-- start of GIVEN INFORMATION --

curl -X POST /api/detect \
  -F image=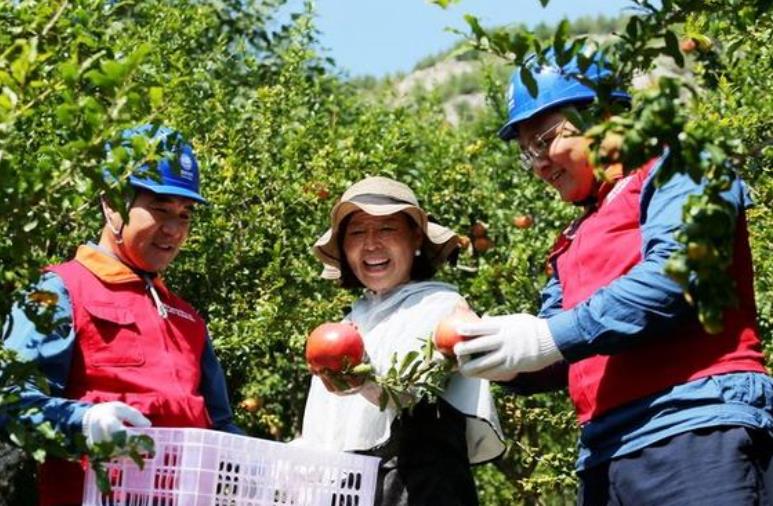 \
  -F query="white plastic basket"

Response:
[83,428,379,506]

-- end of GIVEN INFORMATION --
-- start of GIVEN INFORMATION --

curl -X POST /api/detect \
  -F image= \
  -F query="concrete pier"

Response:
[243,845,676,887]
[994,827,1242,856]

-- end of GIVEN INFORMATION --
-- start of GIVEN INFORMATION --

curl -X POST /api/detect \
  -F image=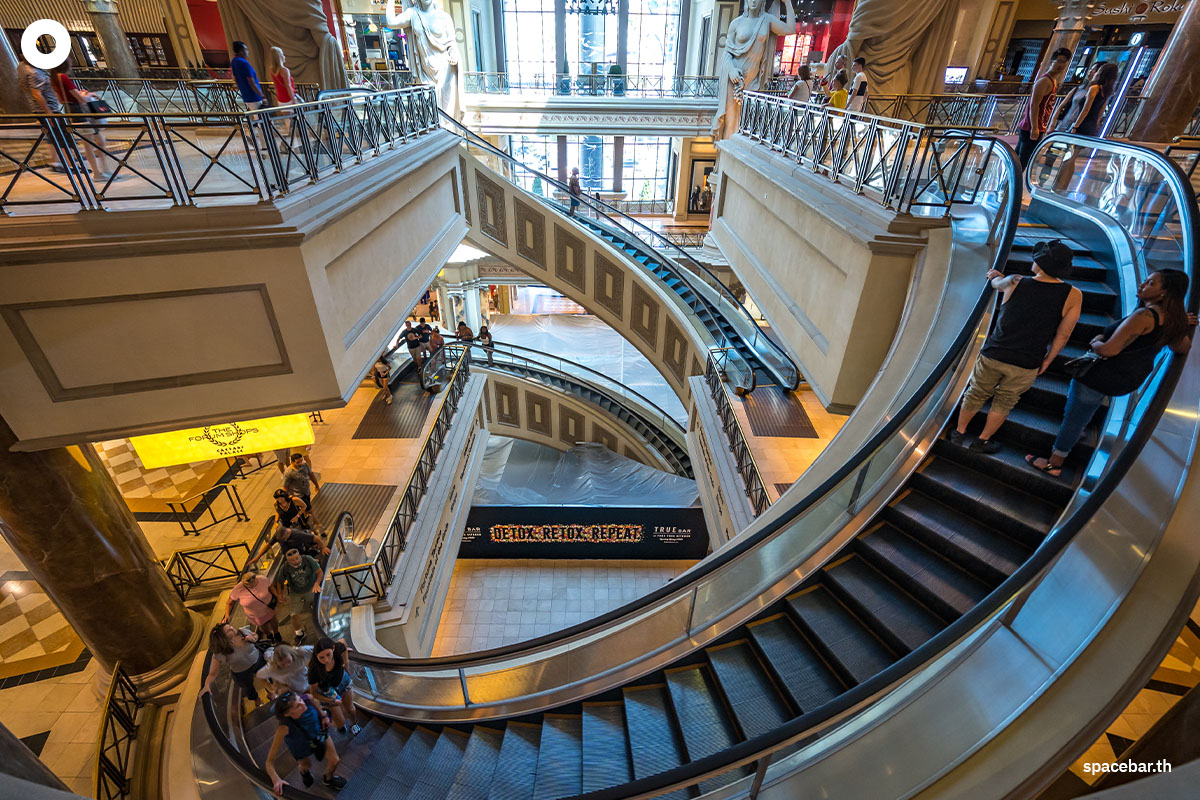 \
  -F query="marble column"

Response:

-- end of GIVEN INFORMATION --

WHAT YOU SHOULD DO: Please identify each line above that contains the string "query" and copy those lines. Case counts when matching.

COMPLETE RESPONSE:
  -F query="white plastic basket"
  -F query="concrete pier"
  -F query="marble column"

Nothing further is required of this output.